For the week of June 10, 2023 / 21 Sivan 5783
Torah: B’midbar/Numbers 8:1 – 12:16
Haftarah: Zechariah 2:14 – 4:7 (English: 2:10 – 4:7)
Originally posted the week of June 13, 2020 / 21 Sivan 5780
At the command of the LORD the people of Israel set out, and at the command of the LORD they camped. As long as the cloud rested over the tabernacle, they remained in camp. (B’midbar/Numbers 9:18)
I am a big picture guy. That’s true in nature as well as stories and ideas. I love grand views and vistas, be it wide mountain ranges or hills and valleys from above or looking back at the skyline of a great city. I love big pictures because I also love the details they encompass. The better I can see the big picture, the more I understand its details. In stories, the Bible included, between its big picture and details are themes and motifs. Themes are ribbons of ideas, common subplots woven through events and descriptions. Motifs are recurring story elements. God’s love, mercy, and justice are biblical themes. The dynamics of how humans interact with God’s will is a common motif.
We first encounter this motif in the Garden of Eden (see Bereshit/Genesis 3). God gives clear directives to Adam and Eve, which are soon challenged by the serpent. The reader can sense the peril that awaits our first parents should they give into the temptation to doubt the goodwill of their creator, which tragically they do. This motif is played out over and over again throughout Scripture, including this week’s parsha (Torah reading portion).

__Supplied records__
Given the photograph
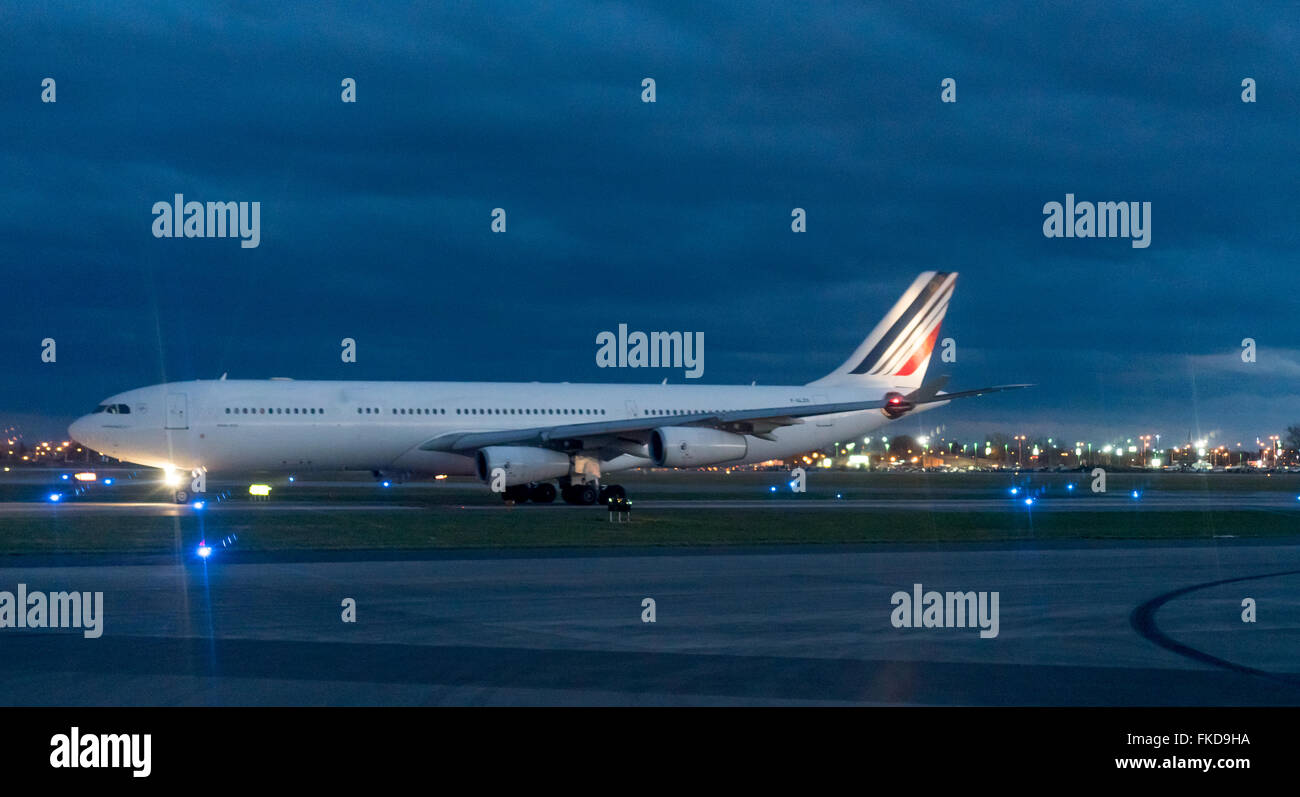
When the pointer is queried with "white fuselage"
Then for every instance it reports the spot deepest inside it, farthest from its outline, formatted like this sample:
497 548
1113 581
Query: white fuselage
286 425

...

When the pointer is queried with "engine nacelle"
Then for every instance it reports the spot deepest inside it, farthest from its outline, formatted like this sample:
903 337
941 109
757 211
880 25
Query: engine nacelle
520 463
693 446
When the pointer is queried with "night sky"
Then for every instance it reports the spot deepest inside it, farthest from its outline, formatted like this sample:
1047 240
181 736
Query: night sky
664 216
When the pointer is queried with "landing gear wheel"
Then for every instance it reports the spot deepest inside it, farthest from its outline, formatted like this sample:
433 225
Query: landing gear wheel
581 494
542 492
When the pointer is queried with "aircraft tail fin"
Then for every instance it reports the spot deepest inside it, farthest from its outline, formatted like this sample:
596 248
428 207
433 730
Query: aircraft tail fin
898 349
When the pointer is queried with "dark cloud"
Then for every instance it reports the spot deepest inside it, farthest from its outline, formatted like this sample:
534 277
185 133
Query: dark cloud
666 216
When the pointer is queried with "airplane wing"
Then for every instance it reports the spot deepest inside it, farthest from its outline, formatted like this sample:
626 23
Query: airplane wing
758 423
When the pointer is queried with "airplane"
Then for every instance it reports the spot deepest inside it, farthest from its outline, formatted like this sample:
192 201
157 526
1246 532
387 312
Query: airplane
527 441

__Apply what you read__
A) Based on the Torah commentary, mark each statement yes or no and quote the words that decide it. (i) The Torah reading covers B’midbar/Numbers 8:1 – 12:16. (ii) The piece was first posted in 2023. (iii) Motifs are described as ribbons of ideas.
B) Answer these questions from the Torah commentary.
(i) Which verse is quoted at the start?
(ii) Where do we first encounter the motif?
(iii) Who challenges the directives God gives to Adam and Eve?
C) Print the part of the Torah commentary from "We first encounter" to "(Torah reading portion).".
The material comes from a different source than the Torah commentary.

__Results in order__
A)
(i) Yes: "Torah: B’midbar/Numbers 8:1 – 12:16"
(ii) No: "Originally posted the week of June 13, 2020 / 21 Sivan 5780"
(iii) No: "Themes are ribbons of ideas" and "Motifs are recurring story elements."

B)
(i) B’midbar/Numbers 9:18
(ii) In the Garden of Eden
(iii) The serpent

C)
We first encounter this motif in the Garden of Eden (see Bereshit/Genesis 3). God gives clear directives to Adam and Eve, which are soon challenged by the serpent. The reader can sense the peril that awaits our first parents should they give into the temptation to doubt the goodwill of their creator, which tragically they do. This motif is played out over and over again throughout Scripture, including this week’s parsha (Torah reading portion).